Excerpt =>
******************************
Nov. 3rd, 2004
(no subject)
Nov. 3rd, 2004 12:33 pmAll Across America
Nov. 3rd, 2004 11:21 pmIt is abundantly clear, if not yesterday then today, that there is not just one America. I hear that there are two Americas, a Democrat (with a big "D") one and a Republican (with a big "R") one, and they sporadically ask "Whose country is this?" when they're talking about what they want this country to become. I've heard, too, of the "Culture Wars," described in the media like some Roman holiday, complete with gladiators and an inevitable shakespearean reënactment. But there cannot be just two Americas. The Parties lump together the strangest groups, who would never have each other over for dinner, and who would not nod to each other on the street. So there could be three or four Americas, perhaps, and the real answer, doubtlessly, is that there are 294,673,820 Americas, and many more that have been and yet more that will be. Yet somehow all these Americas get lumped together into two, and these two lumps grow further and further apart.
It occurred to me this afternoon that what this country needs is a giant room-to-room. A "progressive," a "mixer," a get-to-know-each-other event on a national scale. This is what we have when we all move into a dorm together, when we don't know anything about each other yet, knowing we're going to have to live together, we want to make friends.
******************************
Extracted material =>
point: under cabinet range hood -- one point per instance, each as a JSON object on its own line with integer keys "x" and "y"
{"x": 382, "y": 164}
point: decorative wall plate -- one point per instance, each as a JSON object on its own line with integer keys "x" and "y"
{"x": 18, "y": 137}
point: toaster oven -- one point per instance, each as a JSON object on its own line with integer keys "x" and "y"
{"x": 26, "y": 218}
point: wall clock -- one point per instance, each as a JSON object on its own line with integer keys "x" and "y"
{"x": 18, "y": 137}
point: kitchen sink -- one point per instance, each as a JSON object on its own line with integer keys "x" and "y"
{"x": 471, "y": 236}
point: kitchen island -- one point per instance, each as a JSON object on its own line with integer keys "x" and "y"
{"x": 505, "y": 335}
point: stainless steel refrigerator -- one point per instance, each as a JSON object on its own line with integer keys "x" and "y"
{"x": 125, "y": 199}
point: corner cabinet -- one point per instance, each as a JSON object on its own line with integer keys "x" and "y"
******************************
Could you continue the piece about America's many divisions and the idea of a nationwide room-to-room, picking up right after its last sentence?

It's a common thing for a student at an American university to spend a few months or a year living in a foreign country and pretty much everyone agrees that it's an incredibly worthwhile thing. What about a domestic exchange program? Spend a semester in Kentucky or Alaska or Iowa. Work on a farm, or in a hospital. Find out for yourself what makes Kansas tick, why farm subsidies are a big deal, why the blue states don't see what the big problem with same-sex marriage is, why red states think trickle-down economics is a good idea. Expand Americorps to be the "Domestic PeaceCorps" that it was supposed to be. And so forth. We could have a program like AFS that arranges home-stay exchanges for high school students within the United States. Spend a year in high school in a different state. Or in a different part of your own state. Exchange between Los Angeles and the Central Valley, between San Francisco and South California. Call it 'homeland exchange' and the neocons will hop on the bandwagen like it was their own.